**기록**
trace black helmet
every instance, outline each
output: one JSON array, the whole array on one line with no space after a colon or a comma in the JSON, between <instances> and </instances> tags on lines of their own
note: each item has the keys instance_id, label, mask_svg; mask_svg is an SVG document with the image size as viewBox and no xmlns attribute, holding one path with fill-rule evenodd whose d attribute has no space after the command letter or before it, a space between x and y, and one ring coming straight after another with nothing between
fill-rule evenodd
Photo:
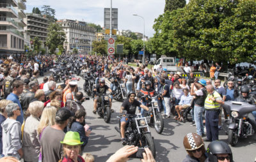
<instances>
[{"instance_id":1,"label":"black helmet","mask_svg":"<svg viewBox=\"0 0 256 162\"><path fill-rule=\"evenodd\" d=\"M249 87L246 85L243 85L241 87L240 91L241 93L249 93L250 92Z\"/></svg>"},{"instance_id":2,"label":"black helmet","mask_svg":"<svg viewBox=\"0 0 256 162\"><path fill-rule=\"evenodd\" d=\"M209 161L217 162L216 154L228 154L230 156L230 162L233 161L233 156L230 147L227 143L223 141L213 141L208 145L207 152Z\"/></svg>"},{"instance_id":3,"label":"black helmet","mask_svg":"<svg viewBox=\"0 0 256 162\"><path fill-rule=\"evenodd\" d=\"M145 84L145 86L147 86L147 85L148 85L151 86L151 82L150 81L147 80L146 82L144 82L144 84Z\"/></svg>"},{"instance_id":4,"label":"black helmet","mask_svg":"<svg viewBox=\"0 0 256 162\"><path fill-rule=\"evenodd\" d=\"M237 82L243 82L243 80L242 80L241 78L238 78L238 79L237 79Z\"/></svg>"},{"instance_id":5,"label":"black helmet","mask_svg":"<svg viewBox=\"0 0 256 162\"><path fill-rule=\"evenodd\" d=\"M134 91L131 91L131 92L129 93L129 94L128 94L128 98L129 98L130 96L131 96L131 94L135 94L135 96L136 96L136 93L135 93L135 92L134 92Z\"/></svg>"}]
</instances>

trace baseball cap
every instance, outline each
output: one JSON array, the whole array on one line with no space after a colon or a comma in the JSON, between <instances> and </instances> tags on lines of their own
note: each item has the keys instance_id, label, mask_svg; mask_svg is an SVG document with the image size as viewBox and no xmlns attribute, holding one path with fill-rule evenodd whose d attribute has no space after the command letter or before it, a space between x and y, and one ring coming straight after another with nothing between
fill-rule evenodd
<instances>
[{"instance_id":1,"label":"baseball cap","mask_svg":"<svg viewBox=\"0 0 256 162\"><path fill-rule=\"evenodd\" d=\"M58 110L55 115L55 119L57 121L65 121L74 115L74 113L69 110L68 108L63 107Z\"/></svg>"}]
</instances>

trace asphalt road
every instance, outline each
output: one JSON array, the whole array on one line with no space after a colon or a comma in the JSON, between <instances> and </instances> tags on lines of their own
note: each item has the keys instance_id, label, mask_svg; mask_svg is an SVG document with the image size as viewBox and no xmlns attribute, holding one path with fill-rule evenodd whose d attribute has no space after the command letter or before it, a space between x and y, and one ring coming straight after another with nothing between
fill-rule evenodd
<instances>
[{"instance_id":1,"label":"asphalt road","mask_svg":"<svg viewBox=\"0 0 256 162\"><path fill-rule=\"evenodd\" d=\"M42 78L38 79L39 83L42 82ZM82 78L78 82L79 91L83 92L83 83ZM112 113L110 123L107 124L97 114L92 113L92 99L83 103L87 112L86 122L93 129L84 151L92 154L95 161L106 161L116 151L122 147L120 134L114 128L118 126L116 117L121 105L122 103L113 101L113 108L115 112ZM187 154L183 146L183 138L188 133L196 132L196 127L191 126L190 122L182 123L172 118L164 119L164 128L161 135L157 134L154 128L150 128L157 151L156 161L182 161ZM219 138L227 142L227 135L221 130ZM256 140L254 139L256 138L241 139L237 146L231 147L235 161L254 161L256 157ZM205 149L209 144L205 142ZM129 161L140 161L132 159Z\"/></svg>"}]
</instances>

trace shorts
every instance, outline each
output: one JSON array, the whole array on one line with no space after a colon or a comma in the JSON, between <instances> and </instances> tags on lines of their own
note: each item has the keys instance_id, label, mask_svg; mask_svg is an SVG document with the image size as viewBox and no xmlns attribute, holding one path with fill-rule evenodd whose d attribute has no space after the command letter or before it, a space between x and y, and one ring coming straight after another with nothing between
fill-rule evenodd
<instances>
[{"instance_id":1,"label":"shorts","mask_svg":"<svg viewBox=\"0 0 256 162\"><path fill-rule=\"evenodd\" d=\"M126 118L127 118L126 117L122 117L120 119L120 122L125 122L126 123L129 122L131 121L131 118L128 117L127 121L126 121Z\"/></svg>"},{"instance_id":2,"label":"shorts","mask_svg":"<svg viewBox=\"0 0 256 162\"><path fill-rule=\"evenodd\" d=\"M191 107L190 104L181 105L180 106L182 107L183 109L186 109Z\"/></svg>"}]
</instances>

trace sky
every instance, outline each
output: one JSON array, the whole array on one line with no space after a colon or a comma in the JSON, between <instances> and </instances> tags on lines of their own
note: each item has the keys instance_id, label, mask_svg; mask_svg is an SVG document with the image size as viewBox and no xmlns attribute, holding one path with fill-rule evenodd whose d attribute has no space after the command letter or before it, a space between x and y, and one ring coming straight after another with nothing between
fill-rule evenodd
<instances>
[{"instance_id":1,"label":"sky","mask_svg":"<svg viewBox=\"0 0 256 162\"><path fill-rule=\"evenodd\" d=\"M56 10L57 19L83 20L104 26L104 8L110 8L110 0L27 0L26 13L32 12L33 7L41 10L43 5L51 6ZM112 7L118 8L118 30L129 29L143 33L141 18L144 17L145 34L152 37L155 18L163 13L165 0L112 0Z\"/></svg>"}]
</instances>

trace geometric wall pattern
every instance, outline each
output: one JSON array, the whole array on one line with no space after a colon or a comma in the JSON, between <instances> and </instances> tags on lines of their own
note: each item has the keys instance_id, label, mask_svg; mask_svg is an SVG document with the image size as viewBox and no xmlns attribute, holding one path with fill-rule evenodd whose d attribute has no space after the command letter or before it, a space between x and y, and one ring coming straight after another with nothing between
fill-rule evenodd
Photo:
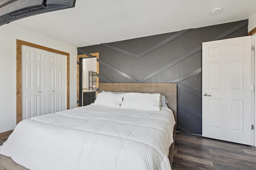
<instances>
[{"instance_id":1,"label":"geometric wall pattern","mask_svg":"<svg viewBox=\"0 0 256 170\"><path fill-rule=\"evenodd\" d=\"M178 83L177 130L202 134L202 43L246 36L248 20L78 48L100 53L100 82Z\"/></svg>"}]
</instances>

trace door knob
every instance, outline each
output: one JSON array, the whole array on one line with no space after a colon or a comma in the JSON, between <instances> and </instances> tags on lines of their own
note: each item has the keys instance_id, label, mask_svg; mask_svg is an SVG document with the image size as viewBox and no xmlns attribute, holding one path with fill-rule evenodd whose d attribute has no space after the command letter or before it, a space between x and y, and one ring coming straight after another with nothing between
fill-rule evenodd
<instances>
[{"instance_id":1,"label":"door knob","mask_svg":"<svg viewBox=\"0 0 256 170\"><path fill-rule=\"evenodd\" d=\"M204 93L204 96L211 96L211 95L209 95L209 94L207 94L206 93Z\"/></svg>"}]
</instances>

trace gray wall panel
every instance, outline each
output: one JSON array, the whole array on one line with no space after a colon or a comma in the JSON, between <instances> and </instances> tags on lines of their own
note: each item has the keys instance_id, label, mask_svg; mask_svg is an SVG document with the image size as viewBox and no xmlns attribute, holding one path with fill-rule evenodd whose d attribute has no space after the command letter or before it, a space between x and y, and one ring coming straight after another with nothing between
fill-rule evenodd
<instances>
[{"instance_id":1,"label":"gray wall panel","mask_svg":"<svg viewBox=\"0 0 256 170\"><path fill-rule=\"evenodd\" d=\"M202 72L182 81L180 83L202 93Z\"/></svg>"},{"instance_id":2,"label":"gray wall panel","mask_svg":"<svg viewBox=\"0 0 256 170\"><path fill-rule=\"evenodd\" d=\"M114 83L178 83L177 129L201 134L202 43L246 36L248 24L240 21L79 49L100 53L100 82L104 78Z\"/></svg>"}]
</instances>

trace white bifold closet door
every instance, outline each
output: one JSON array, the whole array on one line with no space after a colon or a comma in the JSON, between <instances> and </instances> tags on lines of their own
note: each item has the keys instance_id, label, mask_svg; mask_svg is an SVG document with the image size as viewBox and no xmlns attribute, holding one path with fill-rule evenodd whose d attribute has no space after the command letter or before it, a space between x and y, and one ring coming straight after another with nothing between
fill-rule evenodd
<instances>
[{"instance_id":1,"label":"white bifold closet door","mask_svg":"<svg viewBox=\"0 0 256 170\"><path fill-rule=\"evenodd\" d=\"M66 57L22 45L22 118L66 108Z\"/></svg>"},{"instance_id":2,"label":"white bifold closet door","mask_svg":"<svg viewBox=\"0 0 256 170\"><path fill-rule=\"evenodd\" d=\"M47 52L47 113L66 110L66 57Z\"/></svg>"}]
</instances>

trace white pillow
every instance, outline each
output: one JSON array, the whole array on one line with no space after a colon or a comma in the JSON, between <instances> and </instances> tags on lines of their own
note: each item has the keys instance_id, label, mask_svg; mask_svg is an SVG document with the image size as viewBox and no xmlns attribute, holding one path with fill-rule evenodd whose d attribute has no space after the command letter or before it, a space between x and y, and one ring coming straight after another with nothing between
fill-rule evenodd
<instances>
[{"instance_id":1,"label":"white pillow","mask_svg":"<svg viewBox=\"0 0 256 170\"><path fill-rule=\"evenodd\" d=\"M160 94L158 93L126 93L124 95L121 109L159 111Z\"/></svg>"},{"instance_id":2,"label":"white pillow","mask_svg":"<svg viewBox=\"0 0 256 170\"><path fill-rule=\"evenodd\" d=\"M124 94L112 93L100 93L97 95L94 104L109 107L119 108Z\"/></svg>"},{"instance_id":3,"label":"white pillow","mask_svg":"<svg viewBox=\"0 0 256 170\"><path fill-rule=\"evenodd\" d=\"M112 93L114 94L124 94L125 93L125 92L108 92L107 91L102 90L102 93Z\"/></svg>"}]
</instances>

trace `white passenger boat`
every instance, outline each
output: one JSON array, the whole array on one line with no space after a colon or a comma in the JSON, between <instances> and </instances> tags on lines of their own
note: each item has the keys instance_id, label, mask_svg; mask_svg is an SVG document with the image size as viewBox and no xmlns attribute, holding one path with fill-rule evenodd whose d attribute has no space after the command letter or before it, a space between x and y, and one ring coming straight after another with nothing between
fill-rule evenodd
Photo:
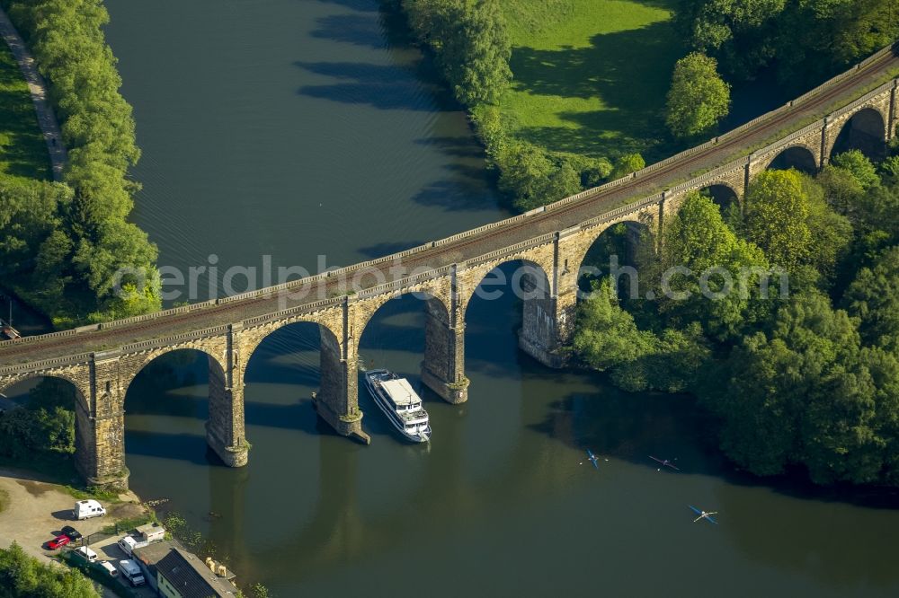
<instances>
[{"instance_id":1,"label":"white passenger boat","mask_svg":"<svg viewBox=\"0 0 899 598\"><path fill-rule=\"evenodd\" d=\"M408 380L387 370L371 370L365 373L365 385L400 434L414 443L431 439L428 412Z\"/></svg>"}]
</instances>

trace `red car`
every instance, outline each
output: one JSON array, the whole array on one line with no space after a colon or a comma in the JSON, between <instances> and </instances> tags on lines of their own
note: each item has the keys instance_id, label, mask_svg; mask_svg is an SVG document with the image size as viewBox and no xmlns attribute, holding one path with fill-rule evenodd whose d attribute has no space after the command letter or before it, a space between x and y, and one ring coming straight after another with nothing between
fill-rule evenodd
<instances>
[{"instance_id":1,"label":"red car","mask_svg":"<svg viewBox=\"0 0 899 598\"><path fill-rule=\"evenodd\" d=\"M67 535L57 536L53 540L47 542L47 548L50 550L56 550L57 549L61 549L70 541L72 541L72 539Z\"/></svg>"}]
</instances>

**작성 과제**
위 기록에서 "wall"라는 문자열이 들어 있는 줄이 몇 개인지 숫자만 답하세요.

**과제 결과**
4